### Passage provided
* * *

Your mother's DNA may have determined your eye color, but some traits that you thought came from her may instead have come from the DNA of bacteria she passed on to you soon after birth, a new study finds.

The study found that a mother mouse can pass along to her offspring a susceptibility to intestinal disorders, such as inflammatory bowel disease, by way of a gut-residing bacterium called Sutterella, the researchers reported in the journal Nature on Feb. 16.

Scientists have long speculated that a mother can transfer beneficial bacteria to her offspring through the birthing process and then through breast-feeding and kissing. These myriad bacteria species quickly spread and cover an infant's skin, mouth and digestive tract.

This new finding, however, is the first identification of a specific trait that an offspring can inherit — in this case, a deficiency of a blood protein called immunoglobulin A, or IgA, which is the source of the bowel condition — caused by a specific bacterium that can be transferred from the mother to her offspring. IgA helps the body fight infection.

* * *

### Record set
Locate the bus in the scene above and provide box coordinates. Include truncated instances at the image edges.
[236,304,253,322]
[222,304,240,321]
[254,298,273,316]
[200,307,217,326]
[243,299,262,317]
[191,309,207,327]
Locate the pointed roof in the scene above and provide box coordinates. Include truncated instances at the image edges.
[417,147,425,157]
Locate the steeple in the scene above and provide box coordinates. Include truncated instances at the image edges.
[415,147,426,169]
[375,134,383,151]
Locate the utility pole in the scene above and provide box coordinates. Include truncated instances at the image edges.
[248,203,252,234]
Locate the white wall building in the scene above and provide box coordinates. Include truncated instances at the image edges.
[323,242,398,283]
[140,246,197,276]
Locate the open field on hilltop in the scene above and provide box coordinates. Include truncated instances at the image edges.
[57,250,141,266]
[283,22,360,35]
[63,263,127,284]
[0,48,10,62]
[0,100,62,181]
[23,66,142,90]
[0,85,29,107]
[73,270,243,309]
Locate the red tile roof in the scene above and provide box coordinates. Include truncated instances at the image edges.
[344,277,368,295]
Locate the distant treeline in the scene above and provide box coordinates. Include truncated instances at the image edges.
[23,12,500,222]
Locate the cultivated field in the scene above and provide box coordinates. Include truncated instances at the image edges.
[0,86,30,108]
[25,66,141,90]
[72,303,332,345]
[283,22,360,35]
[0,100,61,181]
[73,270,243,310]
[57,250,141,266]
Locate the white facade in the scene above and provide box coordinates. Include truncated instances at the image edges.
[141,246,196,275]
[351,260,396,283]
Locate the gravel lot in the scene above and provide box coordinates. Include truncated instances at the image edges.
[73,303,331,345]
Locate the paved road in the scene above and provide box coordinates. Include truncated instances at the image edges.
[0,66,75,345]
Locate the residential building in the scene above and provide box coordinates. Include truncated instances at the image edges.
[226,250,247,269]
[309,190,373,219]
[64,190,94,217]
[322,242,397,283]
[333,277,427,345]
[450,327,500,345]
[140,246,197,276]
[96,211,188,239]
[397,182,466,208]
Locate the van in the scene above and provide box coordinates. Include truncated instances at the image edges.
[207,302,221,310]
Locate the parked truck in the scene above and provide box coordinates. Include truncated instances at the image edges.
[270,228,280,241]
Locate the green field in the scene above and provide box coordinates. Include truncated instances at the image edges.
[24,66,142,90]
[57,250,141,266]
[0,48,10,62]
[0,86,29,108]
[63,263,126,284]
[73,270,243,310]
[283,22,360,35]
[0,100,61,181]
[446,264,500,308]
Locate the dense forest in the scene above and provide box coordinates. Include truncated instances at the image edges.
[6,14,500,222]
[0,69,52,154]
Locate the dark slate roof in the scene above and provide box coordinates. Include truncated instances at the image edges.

* * *

### Task directions
Can you write what comes next in the passage about mothers passing gut bacteria to their offspring, picking up right after its final sentence?

### Output of the exercise
"The implications for mouse experiments are profound, and could help us cut through some persistent sources of confusion," in genetic research, said Dr. Thaddeus Stappenbeck, an immunologist at Washington University School of Medicine in St. Louis and a co-author of the new study. [7 Ways Pregnant Women Affect Babies]

Until now, most doctors have thought that IgA deficiency, seen in people with diseases such as chronic diarrhea, Crohn's disease and ulcerative colitis, is primarily hereditary, meaning the deficiency is inherited through one's genes. The new finding suggests that bacterial forces transmitted from mother to infant also are at play, perhaps to a significant extent.

The scientists, led by Stappenbeck and Dr. Herbert Virgin, also of Washington University, were studying the genetics of inflammatory bowel diseases. Their discovery of the bacterial interplay, they said, came about by accident.

A previous study in mice that suggested that genes played a role in IgA levels seen in Crohn's disease, Stappenbeck told Live Science. "However, over time, we could not repeat this result."

The scientists found, to their surprise, that their genetically modified mice had low levels of IgA. This was not a trait for which the mice were bred.

Through various experiments trying to isolate the problem, they discovered that adult mice passed Sutterella bacteria to each other via their feces and that mother mice spread the Sutterella directly to their offspring soon after birth, passing on this "trait" of low IgA. Sutterella inhibits the secretion of IgA. 

The finding might help resolve a common bug in lab experiments, the researchers said. For years scientists have noticed differences between genetically modified mice — which, theoretically, should all be identical twins, but in reality can exhibit different traits from cage to cage and lab to lab — making it difficult for scientists to reproduce experimental results.

So, at a laboratory level, the new finding is important in understanding how to better design studies with "identical" genetically modified animals to take into account the variation that comes from bacteria passed from mother to offspring.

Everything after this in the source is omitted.